### Work to do
Quote the lines below verbatim, beginning with the line that contains "Capture the wooden beam" and continuing through the final line.

Annotated coordinate records:
==*==

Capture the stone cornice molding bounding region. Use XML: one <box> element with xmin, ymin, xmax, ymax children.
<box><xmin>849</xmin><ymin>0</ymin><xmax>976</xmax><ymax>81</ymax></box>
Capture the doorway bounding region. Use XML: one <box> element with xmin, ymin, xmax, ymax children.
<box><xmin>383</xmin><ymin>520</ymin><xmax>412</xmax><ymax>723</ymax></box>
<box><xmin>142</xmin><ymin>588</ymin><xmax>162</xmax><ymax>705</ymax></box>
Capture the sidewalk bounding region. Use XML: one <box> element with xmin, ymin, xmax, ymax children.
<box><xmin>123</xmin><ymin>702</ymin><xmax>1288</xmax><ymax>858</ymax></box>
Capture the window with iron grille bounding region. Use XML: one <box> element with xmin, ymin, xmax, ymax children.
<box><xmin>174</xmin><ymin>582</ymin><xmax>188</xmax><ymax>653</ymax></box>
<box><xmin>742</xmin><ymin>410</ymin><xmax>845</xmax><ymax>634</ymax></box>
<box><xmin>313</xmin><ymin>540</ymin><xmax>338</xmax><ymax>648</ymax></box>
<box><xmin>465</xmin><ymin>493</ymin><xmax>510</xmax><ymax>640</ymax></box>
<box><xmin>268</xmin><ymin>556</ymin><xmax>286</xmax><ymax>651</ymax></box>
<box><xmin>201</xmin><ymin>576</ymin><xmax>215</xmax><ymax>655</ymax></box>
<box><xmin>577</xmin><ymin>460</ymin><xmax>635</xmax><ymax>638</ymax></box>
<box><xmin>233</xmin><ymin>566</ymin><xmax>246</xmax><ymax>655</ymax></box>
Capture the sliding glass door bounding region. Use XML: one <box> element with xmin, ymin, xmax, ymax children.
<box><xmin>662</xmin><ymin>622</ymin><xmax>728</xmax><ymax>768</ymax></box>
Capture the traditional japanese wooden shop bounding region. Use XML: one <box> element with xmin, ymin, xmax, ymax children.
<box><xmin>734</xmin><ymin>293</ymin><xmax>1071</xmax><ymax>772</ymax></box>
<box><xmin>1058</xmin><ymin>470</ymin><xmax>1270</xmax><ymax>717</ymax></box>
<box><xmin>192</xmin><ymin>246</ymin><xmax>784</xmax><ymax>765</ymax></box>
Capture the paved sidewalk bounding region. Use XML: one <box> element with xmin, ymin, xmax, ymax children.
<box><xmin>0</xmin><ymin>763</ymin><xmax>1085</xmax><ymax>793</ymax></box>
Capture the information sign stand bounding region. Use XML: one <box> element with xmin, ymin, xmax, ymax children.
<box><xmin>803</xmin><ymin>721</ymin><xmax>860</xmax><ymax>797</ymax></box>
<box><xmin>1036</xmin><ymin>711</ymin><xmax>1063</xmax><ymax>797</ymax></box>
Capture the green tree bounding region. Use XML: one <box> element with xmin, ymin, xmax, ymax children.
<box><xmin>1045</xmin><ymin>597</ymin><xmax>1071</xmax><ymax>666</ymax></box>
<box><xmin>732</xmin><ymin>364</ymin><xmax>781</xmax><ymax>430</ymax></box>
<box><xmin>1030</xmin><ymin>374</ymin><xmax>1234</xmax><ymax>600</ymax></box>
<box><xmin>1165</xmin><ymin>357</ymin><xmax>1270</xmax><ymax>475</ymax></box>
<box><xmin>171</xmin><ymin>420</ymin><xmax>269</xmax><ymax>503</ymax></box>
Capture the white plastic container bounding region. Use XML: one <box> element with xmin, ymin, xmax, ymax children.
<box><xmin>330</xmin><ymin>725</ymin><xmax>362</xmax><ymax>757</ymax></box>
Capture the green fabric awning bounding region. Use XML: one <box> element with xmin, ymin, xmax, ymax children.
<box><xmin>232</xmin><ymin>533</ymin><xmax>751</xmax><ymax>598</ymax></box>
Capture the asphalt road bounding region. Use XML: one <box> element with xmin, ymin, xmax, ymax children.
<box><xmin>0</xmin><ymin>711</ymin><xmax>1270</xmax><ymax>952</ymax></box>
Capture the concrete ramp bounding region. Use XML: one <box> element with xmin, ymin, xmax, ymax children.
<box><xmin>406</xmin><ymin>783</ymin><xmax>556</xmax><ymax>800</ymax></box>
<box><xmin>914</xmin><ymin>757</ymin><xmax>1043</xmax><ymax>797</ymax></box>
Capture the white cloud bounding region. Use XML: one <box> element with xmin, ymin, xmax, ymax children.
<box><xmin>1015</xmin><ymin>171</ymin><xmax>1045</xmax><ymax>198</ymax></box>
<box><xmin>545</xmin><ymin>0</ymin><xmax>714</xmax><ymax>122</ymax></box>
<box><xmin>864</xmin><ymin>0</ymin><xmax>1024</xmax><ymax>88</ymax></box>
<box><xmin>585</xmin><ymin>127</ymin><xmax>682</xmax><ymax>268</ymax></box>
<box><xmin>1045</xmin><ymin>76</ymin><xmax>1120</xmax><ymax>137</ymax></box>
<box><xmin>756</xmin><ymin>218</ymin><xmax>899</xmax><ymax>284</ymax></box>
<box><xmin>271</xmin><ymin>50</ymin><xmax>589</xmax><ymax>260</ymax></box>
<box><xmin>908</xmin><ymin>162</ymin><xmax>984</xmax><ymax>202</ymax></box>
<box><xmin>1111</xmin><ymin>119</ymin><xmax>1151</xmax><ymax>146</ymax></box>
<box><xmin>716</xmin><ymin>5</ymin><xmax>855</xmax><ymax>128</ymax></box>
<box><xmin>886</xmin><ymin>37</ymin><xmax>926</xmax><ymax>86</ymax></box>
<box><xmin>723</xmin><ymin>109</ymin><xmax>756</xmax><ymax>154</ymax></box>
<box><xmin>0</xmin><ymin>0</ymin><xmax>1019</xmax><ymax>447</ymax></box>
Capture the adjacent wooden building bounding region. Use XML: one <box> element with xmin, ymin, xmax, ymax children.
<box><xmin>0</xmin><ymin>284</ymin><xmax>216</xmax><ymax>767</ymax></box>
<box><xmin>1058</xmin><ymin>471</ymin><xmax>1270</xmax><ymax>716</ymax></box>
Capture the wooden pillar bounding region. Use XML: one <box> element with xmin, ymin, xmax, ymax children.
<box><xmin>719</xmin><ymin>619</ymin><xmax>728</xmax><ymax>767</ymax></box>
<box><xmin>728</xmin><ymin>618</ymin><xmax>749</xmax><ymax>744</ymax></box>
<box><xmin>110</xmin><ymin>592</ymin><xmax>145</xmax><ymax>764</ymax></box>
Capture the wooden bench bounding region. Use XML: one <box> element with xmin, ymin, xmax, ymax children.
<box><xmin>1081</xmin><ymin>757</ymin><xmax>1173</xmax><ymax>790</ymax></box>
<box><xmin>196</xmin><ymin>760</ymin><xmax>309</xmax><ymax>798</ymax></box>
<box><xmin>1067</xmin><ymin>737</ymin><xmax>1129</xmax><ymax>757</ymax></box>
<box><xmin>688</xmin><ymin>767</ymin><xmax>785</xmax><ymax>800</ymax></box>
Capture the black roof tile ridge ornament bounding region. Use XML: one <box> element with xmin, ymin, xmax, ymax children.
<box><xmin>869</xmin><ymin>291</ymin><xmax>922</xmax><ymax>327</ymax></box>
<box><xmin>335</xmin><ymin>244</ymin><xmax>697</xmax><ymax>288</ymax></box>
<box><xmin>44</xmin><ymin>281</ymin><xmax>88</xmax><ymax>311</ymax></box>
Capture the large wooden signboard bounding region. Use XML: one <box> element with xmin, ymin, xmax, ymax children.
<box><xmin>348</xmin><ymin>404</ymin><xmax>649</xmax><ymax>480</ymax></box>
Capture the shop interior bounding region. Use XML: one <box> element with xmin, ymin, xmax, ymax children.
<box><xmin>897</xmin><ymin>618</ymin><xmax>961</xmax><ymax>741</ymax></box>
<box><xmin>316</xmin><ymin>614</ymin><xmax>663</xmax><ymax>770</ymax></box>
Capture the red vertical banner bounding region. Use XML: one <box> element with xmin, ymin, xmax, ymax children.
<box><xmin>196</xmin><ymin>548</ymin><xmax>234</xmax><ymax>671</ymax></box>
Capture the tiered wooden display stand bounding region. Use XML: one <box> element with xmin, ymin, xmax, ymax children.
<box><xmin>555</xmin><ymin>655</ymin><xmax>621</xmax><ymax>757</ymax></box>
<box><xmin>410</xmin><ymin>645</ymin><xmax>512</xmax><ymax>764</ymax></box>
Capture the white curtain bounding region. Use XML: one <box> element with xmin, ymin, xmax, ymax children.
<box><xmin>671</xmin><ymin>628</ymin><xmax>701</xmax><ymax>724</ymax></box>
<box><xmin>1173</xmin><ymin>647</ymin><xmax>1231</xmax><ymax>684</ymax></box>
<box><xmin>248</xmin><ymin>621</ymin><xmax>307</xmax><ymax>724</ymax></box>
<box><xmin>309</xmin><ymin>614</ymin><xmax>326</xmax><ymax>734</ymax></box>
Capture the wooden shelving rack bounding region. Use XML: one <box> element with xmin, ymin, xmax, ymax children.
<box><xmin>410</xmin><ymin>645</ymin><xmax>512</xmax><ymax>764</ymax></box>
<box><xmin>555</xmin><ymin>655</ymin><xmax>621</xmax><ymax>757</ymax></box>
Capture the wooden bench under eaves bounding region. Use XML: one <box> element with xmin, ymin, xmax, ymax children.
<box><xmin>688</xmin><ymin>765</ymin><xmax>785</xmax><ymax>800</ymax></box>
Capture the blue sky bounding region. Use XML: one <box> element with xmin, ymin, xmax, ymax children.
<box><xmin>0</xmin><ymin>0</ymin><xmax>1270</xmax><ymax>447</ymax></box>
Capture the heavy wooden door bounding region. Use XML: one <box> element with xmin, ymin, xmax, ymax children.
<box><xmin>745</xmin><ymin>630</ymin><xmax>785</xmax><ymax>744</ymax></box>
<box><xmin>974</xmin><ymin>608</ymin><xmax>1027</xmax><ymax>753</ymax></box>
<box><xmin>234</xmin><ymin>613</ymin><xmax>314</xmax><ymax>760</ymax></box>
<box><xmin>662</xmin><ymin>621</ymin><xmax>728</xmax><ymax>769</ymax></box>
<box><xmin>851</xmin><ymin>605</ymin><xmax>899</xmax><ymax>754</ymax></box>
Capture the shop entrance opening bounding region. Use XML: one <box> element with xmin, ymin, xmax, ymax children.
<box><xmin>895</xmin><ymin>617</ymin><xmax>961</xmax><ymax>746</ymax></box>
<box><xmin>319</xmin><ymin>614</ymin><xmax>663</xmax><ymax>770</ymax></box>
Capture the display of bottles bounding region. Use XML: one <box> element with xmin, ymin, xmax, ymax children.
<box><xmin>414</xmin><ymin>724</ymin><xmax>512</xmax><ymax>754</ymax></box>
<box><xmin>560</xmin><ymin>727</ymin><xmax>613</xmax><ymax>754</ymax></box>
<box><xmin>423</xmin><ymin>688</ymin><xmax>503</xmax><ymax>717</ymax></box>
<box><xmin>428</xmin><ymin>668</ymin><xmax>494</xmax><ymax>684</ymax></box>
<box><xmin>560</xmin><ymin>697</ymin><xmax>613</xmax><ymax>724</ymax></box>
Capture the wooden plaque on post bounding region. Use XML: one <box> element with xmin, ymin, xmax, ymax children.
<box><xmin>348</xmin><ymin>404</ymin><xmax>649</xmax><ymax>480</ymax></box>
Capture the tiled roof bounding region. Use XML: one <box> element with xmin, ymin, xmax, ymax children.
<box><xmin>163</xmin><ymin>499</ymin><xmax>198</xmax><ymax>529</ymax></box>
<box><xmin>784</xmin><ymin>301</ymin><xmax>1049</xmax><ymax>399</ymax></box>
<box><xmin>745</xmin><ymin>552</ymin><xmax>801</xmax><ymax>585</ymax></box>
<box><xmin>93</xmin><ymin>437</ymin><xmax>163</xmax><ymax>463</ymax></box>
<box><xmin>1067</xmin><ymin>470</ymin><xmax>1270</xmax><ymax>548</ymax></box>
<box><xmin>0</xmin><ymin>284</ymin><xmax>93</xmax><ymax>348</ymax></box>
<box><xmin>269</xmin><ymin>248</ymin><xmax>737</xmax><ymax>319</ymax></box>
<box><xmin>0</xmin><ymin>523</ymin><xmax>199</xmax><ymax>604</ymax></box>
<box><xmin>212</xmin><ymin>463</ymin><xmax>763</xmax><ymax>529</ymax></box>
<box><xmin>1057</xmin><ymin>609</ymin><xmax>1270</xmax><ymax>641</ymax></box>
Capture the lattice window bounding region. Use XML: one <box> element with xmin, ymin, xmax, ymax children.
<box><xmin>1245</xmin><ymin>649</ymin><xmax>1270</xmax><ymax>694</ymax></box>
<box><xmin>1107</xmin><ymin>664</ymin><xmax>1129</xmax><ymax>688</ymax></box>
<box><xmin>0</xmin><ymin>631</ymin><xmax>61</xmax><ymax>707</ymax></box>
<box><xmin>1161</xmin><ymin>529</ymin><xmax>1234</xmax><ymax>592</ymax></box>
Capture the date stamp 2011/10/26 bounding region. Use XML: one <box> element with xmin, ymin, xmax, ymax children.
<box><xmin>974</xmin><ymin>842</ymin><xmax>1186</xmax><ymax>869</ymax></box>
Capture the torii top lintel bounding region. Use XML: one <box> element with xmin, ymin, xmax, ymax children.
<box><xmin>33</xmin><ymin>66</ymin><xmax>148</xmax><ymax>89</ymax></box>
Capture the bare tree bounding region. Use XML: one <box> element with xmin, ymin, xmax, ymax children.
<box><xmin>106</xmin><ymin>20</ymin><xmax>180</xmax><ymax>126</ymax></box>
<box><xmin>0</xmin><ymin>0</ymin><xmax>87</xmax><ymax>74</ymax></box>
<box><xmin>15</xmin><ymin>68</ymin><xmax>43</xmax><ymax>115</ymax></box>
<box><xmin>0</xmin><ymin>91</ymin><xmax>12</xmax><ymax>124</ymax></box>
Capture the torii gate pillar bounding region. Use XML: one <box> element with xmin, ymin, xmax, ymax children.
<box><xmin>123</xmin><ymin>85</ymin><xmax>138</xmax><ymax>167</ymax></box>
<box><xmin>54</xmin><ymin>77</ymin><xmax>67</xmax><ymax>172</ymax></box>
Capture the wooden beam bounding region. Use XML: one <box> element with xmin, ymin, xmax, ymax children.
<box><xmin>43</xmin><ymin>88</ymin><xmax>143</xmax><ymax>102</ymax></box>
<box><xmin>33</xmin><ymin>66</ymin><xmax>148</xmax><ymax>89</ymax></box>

==*==

### Output of the exercise
Capture the wooden beam bounding region. Use XML: one <box> element with xmin, ymin, xmax, ymax children.
<box><xmin>43</xmin><ymin>88</ymin><xmax>143</xmax><ymax>102</ymax></box>
<box><xmin>33</xmin><ymin>66</ymin><xmax>148</xmax><ymax>89</ymax></box>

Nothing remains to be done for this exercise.